■ Assigned task ■
In the records below, count each line where the word "rose" appears, and reply with that number only.

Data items
++++

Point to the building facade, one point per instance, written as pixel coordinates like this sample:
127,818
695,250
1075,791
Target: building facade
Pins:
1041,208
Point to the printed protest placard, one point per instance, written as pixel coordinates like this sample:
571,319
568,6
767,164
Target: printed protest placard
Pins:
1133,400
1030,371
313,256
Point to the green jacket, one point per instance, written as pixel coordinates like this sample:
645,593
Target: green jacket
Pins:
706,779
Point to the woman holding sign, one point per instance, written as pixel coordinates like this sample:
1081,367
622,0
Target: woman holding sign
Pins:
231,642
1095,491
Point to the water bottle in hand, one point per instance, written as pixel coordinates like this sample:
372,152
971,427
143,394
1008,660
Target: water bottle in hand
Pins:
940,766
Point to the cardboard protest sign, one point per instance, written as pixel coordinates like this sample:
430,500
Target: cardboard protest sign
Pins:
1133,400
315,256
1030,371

++++

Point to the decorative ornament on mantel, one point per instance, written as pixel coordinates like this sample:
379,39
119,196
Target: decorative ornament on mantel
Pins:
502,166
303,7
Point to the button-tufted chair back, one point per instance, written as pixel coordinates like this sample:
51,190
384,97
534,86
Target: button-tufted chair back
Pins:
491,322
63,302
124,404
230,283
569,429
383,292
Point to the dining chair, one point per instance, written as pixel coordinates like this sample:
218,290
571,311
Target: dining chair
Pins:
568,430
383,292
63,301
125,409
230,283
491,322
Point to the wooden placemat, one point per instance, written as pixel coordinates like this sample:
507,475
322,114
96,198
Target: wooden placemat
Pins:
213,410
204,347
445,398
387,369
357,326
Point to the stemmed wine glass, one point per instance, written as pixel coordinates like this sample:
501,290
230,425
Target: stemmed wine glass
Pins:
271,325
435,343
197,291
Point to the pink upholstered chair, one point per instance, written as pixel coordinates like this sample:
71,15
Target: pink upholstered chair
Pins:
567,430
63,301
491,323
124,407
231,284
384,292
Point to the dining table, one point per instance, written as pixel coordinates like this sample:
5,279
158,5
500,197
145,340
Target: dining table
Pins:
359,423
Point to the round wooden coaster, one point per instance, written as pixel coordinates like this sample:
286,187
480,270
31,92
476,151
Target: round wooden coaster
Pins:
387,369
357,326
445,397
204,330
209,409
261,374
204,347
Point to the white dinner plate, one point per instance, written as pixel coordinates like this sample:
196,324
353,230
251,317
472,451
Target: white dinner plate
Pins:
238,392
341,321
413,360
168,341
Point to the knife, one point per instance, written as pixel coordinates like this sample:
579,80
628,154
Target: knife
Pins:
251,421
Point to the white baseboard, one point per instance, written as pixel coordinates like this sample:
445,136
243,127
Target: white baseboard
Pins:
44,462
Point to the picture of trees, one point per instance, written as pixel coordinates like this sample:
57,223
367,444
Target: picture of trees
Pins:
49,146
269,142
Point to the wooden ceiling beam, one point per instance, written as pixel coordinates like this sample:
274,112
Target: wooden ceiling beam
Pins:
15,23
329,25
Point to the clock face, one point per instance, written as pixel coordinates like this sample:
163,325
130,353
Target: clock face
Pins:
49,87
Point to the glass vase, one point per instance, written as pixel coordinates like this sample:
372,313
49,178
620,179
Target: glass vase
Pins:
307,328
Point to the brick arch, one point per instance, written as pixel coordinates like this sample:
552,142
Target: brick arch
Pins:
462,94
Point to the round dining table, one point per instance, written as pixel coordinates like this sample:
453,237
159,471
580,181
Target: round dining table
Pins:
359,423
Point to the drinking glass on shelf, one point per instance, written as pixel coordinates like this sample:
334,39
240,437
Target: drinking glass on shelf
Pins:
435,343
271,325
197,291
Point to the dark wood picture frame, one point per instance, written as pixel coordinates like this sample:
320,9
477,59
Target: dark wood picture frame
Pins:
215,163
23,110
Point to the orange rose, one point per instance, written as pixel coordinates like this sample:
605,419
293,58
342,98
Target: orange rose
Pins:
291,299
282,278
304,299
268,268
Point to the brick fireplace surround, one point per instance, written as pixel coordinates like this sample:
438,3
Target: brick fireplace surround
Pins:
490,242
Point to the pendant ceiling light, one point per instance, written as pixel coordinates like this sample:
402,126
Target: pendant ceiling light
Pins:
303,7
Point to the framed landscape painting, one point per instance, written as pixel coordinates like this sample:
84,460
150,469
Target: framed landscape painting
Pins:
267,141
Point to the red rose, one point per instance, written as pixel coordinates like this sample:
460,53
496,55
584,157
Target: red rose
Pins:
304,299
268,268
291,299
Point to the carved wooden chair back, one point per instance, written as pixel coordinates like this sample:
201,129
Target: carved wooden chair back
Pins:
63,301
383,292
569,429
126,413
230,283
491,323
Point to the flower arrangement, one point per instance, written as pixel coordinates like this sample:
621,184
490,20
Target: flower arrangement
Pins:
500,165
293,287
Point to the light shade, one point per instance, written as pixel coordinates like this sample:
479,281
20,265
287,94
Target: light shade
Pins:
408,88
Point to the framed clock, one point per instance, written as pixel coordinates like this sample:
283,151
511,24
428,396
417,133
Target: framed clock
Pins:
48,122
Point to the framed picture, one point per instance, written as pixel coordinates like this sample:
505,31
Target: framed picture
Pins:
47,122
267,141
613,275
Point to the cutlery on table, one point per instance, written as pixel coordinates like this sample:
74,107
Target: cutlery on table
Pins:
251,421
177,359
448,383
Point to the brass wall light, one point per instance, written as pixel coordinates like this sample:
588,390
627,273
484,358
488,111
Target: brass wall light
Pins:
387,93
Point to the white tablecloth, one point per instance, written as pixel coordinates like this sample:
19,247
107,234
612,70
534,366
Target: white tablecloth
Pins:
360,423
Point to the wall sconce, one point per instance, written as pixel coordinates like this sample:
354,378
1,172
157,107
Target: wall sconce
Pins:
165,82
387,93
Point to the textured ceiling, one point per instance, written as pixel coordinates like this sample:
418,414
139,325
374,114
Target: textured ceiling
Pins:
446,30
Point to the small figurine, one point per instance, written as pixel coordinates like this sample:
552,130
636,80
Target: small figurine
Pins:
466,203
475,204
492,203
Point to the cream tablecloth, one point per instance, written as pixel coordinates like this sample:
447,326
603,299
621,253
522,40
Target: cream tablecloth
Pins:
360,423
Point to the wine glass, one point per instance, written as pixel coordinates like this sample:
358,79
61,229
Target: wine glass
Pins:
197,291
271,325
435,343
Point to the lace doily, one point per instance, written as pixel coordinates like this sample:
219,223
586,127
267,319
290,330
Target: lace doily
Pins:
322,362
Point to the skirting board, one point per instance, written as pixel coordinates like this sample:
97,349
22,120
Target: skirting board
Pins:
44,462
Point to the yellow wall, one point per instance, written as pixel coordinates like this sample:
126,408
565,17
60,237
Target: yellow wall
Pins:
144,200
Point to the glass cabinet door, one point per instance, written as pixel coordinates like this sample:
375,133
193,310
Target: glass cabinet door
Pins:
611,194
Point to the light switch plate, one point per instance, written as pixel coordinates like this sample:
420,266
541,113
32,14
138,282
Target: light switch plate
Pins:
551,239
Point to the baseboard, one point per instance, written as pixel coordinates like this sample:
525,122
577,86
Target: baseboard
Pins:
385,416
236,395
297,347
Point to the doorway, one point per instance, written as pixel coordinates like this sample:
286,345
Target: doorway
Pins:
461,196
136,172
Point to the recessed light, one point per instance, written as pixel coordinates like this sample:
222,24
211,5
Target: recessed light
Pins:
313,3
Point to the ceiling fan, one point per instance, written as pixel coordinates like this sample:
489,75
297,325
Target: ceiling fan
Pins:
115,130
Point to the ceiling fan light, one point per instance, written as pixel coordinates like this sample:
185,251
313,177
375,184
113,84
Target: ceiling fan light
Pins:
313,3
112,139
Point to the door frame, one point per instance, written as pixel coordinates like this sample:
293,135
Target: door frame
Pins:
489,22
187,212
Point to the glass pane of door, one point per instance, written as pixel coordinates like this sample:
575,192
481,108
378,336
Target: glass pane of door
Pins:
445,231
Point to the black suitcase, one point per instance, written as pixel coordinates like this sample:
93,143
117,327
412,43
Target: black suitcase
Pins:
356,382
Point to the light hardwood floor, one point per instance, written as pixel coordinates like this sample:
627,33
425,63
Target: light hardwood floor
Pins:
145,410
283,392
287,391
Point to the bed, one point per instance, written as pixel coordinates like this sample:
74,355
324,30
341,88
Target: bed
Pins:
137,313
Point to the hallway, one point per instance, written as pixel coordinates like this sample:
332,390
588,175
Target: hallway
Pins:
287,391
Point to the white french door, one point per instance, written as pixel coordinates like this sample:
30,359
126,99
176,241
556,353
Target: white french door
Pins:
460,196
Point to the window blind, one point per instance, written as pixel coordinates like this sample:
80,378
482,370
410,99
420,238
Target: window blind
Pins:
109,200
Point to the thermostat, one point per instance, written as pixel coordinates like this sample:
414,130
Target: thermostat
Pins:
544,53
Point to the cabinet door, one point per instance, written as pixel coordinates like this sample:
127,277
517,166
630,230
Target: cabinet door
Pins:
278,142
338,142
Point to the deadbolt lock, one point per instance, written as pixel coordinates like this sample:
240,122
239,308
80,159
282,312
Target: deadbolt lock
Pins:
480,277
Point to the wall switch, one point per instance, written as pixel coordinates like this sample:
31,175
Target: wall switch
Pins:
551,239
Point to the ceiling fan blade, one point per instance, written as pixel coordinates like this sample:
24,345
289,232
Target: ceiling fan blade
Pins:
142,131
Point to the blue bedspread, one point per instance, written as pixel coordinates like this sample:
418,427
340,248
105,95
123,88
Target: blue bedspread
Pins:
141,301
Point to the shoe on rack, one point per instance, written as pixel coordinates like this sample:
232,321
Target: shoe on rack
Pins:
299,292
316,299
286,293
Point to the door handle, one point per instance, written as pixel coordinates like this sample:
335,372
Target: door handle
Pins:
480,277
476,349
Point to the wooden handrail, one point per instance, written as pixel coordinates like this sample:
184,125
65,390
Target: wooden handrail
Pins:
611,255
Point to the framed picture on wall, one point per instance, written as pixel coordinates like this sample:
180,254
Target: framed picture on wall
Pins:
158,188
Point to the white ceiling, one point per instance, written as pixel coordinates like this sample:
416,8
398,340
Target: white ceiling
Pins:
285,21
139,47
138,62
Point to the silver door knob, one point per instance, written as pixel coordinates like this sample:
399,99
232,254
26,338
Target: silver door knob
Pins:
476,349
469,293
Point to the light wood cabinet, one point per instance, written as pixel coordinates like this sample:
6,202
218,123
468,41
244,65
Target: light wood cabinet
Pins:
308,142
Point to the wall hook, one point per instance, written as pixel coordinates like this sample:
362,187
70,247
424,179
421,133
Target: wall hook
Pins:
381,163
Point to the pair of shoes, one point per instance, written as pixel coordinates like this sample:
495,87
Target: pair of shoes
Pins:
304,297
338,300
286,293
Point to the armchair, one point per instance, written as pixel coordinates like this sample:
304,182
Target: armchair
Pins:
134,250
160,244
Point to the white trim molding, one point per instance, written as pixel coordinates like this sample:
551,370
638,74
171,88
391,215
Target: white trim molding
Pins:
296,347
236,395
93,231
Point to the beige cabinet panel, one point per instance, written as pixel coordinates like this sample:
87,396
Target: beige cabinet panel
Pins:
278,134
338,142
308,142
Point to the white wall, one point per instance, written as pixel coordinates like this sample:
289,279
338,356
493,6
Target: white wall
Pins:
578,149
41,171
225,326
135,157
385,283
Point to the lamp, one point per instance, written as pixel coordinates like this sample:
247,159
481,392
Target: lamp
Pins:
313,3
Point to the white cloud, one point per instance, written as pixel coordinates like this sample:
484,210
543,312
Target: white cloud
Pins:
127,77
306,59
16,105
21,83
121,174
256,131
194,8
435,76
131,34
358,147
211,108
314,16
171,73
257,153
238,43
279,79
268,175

++++

■ Task solution ■
4